The expected output is exactly the lines below, starting at the line with "pixel 186 297" and ending at the line with "pixel 157 275", both included; no other line belongs in it.

** Source material follows **

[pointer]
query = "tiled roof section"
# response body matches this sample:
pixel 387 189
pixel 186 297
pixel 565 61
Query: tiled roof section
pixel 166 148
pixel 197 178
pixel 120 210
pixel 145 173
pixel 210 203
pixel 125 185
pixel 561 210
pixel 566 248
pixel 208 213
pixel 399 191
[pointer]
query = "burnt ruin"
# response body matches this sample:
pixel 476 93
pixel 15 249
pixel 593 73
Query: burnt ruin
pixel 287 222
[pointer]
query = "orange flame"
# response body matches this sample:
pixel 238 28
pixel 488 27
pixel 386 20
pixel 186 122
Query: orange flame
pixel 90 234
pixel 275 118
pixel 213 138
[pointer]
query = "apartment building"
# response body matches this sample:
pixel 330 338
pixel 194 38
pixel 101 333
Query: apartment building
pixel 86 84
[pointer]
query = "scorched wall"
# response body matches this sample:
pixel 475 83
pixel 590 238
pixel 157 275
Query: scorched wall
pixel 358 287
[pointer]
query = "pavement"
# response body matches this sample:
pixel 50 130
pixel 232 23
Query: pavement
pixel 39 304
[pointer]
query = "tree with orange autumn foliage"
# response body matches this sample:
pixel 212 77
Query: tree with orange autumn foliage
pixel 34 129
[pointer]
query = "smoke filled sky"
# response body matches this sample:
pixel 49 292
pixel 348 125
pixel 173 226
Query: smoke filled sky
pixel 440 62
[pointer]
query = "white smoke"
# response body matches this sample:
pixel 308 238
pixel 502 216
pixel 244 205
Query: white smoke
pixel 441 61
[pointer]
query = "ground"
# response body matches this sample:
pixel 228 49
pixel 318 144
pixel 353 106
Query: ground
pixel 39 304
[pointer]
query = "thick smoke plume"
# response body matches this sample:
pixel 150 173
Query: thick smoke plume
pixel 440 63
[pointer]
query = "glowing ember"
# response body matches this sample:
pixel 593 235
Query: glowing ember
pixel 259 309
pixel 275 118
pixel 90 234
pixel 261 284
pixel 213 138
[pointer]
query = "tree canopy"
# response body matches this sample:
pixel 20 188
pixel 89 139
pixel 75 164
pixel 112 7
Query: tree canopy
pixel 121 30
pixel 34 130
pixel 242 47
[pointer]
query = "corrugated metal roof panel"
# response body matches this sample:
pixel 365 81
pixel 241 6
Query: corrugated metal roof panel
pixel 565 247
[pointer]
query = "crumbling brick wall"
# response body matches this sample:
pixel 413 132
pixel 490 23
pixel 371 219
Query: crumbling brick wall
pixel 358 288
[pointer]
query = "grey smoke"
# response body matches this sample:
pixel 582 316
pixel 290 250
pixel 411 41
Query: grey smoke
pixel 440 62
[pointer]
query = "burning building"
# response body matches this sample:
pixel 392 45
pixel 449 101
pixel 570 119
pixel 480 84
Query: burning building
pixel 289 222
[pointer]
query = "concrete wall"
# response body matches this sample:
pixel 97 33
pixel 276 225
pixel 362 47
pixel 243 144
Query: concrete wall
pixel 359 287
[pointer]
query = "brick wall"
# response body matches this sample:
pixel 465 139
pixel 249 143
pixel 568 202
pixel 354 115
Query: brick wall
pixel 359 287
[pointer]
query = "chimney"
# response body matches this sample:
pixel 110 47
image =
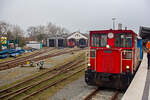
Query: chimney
pixel 119 26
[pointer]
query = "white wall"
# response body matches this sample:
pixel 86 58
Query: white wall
pixel 36 46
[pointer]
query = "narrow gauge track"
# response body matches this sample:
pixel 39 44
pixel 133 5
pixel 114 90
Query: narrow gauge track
pixel 19 59
pixel 28 56
pixel 13 91
pixel 23 61
pixel 93 93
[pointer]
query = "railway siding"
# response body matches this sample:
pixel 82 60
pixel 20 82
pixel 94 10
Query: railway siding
pixel 14 74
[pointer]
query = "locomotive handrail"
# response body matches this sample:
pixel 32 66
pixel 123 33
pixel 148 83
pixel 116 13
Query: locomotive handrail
pixel 120 49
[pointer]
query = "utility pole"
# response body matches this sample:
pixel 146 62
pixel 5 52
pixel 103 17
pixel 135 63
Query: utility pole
pixel 113 19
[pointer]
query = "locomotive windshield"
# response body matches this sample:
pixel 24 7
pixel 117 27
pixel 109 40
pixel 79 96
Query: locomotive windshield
pixel 99 40
pixel 123 40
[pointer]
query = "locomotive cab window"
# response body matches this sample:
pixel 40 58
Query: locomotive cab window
pixel 98 40
pixel 123 40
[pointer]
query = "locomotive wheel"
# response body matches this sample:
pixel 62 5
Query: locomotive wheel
pixel 89 77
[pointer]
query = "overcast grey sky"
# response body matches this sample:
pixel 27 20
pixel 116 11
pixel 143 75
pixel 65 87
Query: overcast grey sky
pixel 83 15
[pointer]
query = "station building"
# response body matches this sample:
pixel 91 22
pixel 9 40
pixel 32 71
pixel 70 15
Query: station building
pixel 75 39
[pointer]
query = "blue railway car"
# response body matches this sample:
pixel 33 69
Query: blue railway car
pixel 3 54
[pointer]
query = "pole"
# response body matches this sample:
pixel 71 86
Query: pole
pixel 113 23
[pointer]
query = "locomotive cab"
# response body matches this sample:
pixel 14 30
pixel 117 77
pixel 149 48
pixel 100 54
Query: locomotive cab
pixel 114 58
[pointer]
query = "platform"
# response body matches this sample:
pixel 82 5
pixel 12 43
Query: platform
pixel 139 87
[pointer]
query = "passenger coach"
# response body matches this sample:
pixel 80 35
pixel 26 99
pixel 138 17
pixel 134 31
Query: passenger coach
pixel 114 58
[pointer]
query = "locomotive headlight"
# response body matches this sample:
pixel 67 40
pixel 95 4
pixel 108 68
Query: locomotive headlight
pixel 110 35
pixel 127 67
pixel 107 46
pixel 89 64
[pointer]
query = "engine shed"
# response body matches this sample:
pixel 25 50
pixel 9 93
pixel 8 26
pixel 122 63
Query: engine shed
pixel 57 41
pixel 77 39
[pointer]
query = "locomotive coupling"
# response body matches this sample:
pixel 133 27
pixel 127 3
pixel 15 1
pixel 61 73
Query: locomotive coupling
pixel 89 64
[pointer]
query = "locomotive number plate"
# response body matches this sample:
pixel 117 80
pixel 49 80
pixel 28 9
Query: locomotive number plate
pixel 107 51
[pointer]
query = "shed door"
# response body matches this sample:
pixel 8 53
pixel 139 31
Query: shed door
pixel 108 61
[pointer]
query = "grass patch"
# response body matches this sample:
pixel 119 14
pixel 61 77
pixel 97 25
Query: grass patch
pixel 42 71
pixel 45 95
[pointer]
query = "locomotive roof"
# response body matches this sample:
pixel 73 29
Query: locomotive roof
pixel 118 31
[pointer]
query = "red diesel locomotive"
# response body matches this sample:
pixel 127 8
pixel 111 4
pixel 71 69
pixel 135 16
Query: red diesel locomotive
pixel 114 58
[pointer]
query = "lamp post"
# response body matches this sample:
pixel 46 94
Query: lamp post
pixel 113 23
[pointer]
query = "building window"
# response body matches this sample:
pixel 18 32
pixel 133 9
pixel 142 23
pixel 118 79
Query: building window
pixel 99 40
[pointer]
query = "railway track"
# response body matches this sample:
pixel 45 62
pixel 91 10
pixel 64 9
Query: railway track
pixel 28 56
pixel 24 60
pixel 92 95
pixel 47 78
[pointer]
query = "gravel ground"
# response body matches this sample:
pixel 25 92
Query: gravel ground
pixel 11 75
pixel 77 90
pixel 14 74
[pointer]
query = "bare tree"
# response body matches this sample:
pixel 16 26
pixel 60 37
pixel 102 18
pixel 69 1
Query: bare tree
pixel 17 31
pixel 3 30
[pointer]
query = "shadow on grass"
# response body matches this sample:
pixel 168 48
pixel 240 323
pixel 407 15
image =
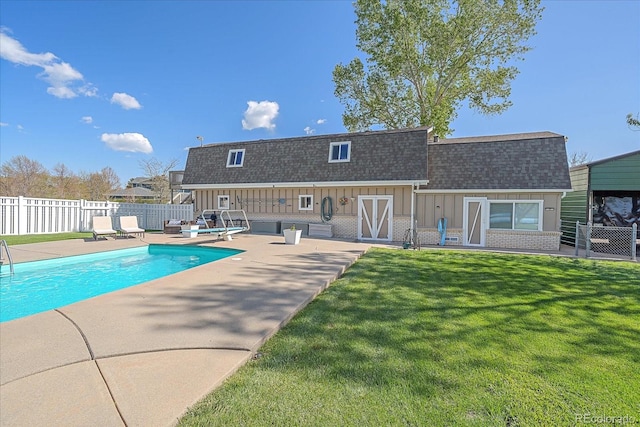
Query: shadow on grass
pixel 450 310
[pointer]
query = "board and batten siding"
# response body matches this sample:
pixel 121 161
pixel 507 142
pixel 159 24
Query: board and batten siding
pixel 284 201
pixel 430 207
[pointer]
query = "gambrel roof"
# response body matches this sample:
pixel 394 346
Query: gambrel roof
pixel 530 161
pixel 525 161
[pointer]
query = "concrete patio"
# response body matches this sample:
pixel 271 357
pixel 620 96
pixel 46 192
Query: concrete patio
pixel 143 355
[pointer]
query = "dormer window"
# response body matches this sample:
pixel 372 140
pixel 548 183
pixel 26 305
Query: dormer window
pixel 235 159
pixel 340 152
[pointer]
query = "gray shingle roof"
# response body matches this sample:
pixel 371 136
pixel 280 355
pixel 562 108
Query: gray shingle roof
pixel 397 155
pixel 531 161
pixel 520 161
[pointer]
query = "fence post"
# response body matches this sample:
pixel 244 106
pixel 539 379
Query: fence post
pixel 634 241
pixel 22 216
pixel 588 240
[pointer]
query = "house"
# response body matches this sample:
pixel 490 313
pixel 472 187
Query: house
pixel 605 192
pixel 497 191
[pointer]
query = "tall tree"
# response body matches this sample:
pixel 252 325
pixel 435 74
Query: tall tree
pixel 158 174
pixel 424 58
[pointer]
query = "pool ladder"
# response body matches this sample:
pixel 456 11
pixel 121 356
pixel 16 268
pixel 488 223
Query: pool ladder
pixel 3 244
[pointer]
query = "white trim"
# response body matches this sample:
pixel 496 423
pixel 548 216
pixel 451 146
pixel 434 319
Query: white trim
pixel 310 207
pixel 514 202
pixel 339 144
pixel 232 151
pixel 494 190
pixel 303 184
pixel 221 197
pixel 374 224
pixel 481 222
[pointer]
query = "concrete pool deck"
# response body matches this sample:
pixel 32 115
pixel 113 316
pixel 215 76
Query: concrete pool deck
pixel 143 355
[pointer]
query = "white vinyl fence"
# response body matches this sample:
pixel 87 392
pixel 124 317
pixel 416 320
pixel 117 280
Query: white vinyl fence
pixel 27 215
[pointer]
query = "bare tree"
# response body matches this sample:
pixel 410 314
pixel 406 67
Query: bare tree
pixel 22 176
pixel 64 183
pixel 158 174
pixel 99 184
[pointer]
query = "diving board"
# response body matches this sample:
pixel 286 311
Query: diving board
pixel 229 224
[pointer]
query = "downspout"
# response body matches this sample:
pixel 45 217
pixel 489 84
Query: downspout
pixel 414 186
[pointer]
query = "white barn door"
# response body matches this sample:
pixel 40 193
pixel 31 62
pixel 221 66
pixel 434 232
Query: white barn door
pixel 375 218
pixel 473 217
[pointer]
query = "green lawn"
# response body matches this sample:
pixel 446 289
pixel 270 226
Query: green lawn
pixel 435 338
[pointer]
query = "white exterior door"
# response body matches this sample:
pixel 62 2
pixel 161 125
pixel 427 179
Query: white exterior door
pixel 473 217
pixel 375 218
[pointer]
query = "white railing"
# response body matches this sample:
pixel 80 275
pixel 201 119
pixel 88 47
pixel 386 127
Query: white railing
pixel 28 215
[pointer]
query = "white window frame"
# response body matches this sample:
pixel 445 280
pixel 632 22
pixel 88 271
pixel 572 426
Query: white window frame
pixel 224 202
pixel 513 204
pixel 339 144
pixel 302 197
pixel 232 154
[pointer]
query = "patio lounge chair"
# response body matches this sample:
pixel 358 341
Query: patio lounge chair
pixel 129 226
pixel 102 226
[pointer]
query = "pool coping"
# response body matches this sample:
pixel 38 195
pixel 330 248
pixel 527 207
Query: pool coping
pixel 143 355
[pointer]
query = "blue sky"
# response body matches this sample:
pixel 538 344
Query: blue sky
pixel 93 84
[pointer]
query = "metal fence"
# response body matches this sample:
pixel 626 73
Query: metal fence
pixel 597 238
pixel 27 215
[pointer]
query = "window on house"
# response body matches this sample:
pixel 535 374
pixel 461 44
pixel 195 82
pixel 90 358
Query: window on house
pixel 340 152
pixel 235 159
pixel 305 203
pixel 223 202
pixel 515 215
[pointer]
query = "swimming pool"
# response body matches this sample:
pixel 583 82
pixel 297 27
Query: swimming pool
pixel 44 285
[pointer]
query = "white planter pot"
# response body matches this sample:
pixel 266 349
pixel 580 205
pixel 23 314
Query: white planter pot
pixel 189 231
pixel 292 237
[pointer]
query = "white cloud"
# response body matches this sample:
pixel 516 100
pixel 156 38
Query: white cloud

** End of Source material **

# Exercise response
pixel 186 297
pixel 565 61
Query: tiled roof section
pixel 166 148
pixel 197 178
pixel 120 210
pixel 145 173
pixel 210 203
pixel 125 185
pixel 561 210
pixel 566 248
pixel 208 213
pixel 399 191
[pointer]
query = "burnt ruin"
# response body matches this sample:
pixel 476 93
pixel 15 249
pixel 593 73
Query: burnt ruin
pixel 287 222
[pointer]
query = "orange flame"
# response body matches this sample:
pixel 238 28
pixel 488 27
pixel 386 20
pixel 186 122
Query: orange flame
pixel 90 234
pixel 275 118
pixel 213 138
[pointer]
query = "apartment building"
# response body matches this sample:
pixel 330 338
pixel 194 38
pixel 101 333
Query: apartment building
pixel 86 84
[pointer]
query = "scorched wall"
# response body matches this sample:
pixel 475 83
pixel 590 238
pixel 157 275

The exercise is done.